Write out the material exactly, leaving every picture behind.

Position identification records
* START *

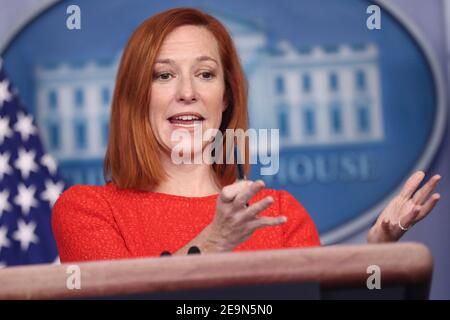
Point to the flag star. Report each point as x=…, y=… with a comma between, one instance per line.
x=5, y=130
x=4, y=203
x=48, y=161
x=52, y=191
x=4, y=242
x=5, y=168
x=5, y=95
x=25, y=162
x=25, y=234
x=25, y=126
x=25, y=198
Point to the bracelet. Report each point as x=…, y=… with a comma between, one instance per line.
x=194, y=250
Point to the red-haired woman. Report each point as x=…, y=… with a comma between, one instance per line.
x=180, y=70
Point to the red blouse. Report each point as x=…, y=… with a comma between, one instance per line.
x=105, y=222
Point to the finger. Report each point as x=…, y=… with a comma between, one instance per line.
x=411, y=184
x=248, y=192
x=256, y=208
x=229, y=192
x=407, y=221
x=426, y=190
x=428, y=206
x=266, y=222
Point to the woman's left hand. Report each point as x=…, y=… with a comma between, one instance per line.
x=405, y=209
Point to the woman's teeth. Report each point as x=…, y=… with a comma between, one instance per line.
x=186, y=120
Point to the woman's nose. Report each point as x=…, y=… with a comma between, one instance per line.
x=186, y=91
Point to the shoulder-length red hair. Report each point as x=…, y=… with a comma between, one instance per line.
x=132, y=157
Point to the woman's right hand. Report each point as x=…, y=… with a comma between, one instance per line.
x=234, y=222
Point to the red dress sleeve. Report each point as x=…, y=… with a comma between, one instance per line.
x=84, y=227
x=299, y=230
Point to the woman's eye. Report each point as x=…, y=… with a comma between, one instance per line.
x=206, y=75
x=163, y=76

* END *

*Solution to this exercise*:
Point to the flag star. Report each point as x=…, y=… with a comma between, one instance per line.
x=5, y=130
x=4, y=203
x=48, y=161
x=52, y=191
x=4, y=242
x=5, y=168
x=5, y=95
x=25, y=162
x=25, y=234
x=25, y=126
x=25, y=198
Point to the bracelet. Report each point as x=…, y=… with a comma between, one instance per line.
x=194, y=250
Point to the red-haired woman. Report each point as x=…, y=… with a comma between, one instance per line.
x=180, y=70
Point to the red blouse. Report each point as x=…, y=… with a comma between, one instance per line.
x=105, y=222
Point to the finger. Report each point as x=…, y=… with a comma between, one instance per line.
x=411, y=184
x=248, y=192
x=256, y=208
x=229, y=192
x=407, y=221
x=426, y=190
x=428, y=206
x=266, y=222
Point to the woman's left hand. Report each point as x=…, y=… with a comma between, one instance per line.
x=405, y=209
Point to the woman's teeth. Report each point as x=…, y=… with a comma between, one instance per line.
x=186, y=120
Point to the woman's nose. Report each point as x=…, y=… with a comma between, one instance per line.
x=186, y=91
Point to the shoulder-length red hair. Report each point as x=…, y=… with a comma between, one instance per line.
x=132, y=157
Point to the woman's right hand. Report each point as x=…, y=… with a comma between, one instance per line.
x=234, y=222
Point to the red dress sleeve. Report each point as x=…, y=… with a comma between, one instance per line.
x=84, y=227
x=299, y=230
Point to the woman's eye. Report each point as x=…, y=… with a comma between, one instance per line.
x=206, y=75
x=163, y=76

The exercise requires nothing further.